* [Material for the task]

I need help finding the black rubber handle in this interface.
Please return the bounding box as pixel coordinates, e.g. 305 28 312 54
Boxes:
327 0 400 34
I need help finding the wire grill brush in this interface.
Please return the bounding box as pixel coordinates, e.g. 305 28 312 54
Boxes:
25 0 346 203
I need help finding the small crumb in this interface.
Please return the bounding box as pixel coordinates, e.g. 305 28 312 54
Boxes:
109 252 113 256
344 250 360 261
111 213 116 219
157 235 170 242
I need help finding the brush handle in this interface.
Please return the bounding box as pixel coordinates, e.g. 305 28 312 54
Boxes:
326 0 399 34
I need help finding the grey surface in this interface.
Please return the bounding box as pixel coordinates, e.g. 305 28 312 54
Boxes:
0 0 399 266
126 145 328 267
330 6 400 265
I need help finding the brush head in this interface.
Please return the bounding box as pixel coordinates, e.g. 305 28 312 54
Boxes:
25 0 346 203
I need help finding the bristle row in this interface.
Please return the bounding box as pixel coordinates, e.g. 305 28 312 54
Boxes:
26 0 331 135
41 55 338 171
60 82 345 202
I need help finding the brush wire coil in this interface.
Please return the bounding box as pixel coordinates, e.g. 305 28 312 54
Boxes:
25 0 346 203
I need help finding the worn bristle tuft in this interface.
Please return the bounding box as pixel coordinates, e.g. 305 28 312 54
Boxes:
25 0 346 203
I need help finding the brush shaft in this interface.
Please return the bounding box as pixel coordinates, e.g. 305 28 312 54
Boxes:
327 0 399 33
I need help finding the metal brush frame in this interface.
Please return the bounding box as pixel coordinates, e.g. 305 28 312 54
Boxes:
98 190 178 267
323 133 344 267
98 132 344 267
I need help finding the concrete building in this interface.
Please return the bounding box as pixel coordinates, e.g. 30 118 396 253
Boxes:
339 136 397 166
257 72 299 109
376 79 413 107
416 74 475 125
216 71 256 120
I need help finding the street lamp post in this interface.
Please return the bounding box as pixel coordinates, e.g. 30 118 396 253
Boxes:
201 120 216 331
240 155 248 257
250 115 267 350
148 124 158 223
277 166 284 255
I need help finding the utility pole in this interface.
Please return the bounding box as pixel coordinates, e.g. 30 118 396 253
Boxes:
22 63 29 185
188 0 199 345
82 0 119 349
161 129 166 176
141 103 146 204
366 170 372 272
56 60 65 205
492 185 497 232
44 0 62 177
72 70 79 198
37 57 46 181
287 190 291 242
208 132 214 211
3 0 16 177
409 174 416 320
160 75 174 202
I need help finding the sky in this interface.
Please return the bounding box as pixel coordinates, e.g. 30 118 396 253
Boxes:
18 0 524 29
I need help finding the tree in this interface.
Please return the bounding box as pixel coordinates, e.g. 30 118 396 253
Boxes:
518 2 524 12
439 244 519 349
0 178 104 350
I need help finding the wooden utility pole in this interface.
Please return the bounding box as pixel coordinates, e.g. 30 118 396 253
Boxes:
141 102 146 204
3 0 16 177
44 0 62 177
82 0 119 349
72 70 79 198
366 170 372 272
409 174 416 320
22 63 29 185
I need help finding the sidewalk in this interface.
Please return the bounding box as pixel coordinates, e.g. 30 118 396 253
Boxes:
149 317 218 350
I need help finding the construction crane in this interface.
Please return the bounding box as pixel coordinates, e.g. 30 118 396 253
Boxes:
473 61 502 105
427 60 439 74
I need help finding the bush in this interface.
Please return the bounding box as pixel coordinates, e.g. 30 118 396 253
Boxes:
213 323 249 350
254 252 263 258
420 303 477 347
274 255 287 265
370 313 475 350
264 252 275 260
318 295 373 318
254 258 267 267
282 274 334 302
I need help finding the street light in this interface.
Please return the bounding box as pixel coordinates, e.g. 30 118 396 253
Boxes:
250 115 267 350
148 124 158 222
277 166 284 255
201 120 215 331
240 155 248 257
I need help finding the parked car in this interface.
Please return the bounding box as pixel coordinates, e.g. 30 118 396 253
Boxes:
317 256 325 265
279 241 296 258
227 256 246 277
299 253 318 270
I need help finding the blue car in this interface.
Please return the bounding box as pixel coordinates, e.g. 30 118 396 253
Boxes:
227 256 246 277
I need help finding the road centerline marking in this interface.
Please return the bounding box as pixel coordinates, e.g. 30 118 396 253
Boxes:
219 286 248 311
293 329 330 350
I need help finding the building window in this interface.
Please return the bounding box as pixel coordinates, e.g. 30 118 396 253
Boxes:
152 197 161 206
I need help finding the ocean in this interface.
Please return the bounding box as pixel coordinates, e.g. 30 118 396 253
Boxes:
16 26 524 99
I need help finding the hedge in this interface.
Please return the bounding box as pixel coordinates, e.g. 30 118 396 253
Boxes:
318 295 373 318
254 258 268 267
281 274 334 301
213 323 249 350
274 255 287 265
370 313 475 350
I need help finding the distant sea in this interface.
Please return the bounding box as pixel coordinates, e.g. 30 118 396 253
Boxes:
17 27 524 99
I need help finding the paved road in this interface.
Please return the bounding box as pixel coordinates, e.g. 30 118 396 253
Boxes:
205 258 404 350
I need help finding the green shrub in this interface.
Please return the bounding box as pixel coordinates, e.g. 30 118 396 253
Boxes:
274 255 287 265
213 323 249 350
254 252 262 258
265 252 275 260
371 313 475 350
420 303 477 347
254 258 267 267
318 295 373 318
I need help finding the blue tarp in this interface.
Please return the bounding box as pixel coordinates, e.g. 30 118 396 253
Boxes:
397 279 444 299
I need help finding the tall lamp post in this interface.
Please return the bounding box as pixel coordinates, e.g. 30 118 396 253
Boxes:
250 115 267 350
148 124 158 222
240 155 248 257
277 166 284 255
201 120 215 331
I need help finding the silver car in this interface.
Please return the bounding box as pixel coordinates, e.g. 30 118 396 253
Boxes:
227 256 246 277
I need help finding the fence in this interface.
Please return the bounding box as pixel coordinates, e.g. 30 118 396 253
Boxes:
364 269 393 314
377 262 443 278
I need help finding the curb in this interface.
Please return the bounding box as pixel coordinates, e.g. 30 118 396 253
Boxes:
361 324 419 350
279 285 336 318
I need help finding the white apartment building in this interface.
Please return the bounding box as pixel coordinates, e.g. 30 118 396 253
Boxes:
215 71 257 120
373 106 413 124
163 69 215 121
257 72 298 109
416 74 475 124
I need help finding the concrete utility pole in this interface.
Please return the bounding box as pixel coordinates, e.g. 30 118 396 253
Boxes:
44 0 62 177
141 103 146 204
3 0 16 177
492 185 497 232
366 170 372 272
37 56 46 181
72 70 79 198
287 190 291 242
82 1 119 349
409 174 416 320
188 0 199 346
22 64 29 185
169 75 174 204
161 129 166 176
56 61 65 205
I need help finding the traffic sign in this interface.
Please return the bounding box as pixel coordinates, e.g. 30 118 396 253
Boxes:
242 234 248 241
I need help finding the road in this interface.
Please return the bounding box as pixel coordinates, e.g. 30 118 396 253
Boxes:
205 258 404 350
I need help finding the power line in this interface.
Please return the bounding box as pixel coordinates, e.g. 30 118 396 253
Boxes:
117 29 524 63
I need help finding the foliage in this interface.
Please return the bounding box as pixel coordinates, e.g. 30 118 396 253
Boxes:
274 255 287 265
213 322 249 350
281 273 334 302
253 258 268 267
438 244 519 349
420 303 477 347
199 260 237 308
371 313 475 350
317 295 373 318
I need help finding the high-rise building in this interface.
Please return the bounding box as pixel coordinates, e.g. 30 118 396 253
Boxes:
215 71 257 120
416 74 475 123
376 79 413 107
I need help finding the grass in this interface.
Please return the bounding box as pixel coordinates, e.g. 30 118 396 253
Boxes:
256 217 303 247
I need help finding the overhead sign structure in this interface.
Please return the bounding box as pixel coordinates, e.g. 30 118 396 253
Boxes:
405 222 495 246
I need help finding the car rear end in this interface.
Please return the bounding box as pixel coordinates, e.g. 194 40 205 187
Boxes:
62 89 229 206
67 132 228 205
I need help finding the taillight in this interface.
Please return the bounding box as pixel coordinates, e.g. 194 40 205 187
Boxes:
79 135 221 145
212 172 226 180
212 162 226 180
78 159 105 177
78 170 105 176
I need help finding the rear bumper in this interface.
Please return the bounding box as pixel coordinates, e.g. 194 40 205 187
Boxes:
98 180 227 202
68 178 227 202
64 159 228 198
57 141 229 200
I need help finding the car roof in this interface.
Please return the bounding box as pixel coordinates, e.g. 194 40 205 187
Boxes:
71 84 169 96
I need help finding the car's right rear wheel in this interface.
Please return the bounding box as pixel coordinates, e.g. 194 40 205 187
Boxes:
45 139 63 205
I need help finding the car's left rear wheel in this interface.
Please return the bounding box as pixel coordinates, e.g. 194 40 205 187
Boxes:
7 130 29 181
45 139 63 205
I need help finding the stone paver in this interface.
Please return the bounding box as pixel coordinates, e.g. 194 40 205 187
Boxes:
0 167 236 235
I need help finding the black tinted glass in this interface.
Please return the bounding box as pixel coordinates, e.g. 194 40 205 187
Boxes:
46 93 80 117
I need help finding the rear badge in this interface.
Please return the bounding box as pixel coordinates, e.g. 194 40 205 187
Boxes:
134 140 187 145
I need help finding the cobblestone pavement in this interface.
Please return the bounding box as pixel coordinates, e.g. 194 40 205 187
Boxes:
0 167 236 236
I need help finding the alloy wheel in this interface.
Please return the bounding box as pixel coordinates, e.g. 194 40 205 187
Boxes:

* [Task objective]
Among the records, find each line where the word "lamp" occurs, and copy it.

* [Solved problem]
I need help finding the street lamp post in this interface.
I need help finding the tall lamp post in this interface.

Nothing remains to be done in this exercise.